## What the task requires
Find the line with "Target: pasture" and the line with "indicate the green grass, one" in the entries below; output exactly those two lines, every line between them, and no others.

(Point localization data)
___
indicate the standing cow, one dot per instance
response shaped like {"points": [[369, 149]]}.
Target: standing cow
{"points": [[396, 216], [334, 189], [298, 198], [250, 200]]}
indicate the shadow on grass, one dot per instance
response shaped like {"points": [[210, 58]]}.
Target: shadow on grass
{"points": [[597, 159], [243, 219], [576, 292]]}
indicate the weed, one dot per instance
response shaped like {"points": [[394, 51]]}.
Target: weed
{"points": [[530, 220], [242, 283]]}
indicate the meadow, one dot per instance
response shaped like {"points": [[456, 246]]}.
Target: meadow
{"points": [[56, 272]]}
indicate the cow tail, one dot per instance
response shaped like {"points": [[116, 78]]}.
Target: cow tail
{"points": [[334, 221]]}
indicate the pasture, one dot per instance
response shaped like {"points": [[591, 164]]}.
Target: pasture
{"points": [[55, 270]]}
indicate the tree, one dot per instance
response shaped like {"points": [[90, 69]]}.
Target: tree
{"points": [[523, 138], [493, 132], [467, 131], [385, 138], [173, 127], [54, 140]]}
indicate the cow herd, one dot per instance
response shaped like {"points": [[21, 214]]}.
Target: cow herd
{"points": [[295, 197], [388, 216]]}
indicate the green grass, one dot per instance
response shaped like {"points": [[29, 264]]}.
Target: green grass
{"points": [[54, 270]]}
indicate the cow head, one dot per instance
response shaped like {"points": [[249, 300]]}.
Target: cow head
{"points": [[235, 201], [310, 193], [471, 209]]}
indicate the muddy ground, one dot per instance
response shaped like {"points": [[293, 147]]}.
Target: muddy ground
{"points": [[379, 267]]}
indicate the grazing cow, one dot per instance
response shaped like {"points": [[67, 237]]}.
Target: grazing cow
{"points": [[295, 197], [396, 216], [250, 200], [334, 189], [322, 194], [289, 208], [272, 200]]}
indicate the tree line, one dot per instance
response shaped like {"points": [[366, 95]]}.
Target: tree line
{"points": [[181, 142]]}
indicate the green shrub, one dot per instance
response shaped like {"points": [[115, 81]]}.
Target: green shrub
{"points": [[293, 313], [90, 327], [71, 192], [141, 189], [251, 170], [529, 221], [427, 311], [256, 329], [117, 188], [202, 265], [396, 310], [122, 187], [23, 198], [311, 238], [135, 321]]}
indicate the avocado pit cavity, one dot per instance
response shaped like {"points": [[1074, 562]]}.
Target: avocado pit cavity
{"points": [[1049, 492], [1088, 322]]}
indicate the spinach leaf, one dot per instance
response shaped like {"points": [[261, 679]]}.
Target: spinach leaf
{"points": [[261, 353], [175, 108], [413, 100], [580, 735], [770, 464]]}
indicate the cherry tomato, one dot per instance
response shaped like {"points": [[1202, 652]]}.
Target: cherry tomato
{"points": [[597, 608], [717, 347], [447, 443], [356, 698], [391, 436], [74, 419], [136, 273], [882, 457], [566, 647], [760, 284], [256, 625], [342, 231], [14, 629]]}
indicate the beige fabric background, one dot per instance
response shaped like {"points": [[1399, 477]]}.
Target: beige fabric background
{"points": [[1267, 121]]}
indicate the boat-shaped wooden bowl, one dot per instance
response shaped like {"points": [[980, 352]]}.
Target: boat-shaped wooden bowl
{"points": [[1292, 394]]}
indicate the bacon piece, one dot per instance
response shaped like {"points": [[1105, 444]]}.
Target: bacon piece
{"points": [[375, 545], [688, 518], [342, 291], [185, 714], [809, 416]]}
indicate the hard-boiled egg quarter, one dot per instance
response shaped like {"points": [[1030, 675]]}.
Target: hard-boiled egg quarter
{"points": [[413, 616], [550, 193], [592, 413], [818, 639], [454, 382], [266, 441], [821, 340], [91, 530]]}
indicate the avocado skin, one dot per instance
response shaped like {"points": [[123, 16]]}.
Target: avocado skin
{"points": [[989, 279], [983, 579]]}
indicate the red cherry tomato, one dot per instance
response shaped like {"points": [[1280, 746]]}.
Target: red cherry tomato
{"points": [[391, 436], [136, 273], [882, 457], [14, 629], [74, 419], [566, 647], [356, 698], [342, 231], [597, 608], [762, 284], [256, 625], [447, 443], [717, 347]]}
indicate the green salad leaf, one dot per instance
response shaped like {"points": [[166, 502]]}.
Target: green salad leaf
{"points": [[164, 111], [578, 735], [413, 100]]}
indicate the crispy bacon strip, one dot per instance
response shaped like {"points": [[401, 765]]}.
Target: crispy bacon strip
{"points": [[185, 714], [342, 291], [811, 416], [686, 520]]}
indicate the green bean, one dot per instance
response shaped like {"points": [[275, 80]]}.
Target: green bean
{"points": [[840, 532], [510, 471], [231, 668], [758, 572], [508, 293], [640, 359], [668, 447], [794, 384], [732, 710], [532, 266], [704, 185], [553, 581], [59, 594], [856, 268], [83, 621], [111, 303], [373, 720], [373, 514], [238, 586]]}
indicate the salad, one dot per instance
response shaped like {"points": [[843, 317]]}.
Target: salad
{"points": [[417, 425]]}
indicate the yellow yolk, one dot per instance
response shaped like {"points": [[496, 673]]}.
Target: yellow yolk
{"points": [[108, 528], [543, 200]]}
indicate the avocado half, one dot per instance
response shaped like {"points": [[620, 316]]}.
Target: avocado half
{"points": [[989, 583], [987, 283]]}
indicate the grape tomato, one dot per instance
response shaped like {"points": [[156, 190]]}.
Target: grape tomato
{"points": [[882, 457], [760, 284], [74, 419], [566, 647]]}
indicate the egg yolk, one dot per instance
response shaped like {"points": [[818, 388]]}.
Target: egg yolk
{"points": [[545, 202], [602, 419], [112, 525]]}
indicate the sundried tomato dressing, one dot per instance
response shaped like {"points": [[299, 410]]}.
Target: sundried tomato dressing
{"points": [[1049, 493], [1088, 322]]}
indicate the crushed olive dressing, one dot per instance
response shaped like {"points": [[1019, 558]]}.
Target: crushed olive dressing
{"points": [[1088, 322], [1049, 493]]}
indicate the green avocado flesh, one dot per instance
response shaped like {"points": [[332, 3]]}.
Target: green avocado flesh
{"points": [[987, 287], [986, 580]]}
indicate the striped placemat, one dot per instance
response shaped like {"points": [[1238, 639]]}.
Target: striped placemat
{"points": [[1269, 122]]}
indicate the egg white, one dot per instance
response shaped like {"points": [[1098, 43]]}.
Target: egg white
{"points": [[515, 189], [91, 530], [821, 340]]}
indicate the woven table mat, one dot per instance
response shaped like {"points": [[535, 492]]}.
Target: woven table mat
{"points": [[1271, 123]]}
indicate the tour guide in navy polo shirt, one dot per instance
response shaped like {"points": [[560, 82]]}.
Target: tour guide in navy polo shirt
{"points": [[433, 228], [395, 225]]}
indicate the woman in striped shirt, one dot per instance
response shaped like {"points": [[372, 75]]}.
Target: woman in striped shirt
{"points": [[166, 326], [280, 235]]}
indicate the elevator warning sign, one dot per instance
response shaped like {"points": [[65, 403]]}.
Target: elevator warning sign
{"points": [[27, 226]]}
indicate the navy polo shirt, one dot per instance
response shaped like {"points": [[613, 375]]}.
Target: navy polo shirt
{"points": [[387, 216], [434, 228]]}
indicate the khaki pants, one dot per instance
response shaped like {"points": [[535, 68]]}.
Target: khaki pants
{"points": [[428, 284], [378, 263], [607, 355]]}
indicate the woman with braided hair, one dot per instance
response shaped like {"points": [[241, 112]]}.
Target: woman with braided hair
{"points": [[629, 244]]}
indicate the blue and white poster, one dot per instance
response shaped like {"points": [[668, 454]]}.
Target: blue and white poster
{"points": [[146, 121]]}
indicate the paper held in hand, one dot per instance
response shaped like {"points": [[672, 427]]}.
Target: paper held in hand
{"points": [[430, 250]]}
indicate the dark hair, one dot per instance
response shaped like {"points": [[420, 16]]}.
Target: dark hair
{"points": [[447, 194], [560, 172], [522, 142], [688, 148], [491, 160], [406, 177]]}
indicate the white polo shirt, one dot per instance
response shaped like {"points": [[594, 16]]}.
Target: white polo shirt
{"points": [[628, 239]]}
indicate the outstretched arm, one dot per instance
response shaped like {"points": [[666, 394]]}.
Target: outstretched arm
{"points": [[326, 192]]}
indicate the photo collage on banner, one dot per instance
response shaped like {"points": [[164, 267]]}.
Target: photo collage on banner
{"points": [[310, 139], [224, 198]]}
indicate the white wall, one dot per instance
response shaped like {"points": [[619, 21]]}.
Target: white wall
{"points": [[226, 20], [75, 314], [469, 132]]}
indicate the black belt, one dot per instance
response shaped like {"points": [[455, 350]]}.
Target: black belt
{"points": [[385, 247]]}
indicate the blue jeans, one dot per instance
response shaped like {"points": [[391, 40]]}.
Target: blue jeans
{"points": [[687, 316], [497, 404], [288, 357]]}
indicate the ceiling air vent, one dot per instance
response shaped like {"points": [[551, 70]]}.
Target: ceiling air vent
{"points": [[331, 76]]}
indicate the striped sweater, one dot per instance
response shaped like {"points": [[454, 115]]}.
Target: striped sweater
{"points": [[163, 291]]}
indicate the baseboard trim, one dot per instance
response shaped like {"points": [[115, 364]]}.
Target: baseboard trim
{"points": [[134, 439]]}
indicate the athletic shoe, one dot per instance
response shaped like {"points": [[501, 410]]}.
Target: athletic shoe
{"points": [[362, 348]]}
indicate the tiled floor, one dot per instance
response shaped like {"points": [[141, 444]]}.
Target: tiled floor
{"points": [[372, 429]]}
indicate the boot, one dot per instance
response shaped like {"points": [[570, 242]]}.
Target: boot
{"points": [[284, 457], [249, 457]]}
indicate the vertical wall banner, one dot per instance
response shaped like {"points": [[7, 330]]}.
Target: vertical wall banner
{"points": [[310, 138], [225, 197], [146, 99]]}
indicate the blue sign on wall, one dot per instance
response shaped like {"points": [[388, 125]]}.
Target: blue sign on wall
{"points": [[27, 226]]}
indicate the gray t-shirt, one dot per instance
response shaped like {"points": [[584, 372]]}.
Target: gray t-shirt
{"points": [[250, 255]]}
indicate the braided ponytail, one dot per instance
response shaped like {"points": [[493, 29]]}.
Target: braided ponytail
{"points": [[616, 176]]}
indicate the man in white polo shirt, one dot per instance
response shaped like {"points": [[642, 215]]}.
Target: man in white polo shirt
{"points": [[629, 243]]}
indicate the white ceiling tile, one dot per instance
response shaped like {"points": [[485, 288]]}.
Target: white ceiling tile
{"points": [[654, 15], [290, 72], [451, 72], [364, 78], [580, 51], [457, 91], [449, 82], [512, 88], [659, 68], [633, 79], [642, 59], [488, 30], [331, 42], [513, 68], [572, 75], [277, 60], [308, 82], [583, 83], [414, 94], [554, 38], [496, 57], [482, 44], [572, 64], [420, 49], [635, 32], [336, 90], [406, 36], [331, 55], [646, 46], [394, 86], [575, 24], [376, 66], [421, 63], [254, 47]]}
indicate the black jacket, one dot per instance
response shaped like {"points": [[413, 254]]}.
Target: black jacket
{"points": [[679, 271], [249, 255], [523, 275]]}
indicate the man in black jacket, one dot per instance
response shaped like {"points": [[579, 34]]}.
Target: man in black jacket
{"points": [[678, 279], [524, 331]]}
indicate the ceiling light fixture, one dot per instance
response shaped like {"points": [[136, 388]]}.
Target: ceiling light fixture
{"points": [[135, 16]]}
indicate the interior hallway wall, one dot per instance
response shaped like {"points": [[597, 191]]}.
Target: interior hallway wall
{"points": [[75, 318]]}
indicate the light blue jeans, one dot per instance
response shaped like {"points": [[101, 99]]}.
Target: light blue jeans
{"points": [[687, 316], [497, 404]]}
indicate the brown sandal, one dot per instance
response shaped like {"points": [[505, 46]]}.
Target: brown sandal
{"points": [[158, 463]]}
___
## Response for this exercise
Target: pasture
{"points": [[55, 270]]}
indicate the tree, one dot per instance
response shaped like {"points": [[90, 69]]}.
Target: tree
{"points": [[523, 138], [493, 132], [467, 131], [385, 138], [173, 127], [54, 140]]}
indicate the cow herd, one dot per instance
response shaped like {"points": [[21, 214]]}.
Target: cow herd
{"points": [[295, 197], [388, 216]]}
indicate the green grass, one dot per instance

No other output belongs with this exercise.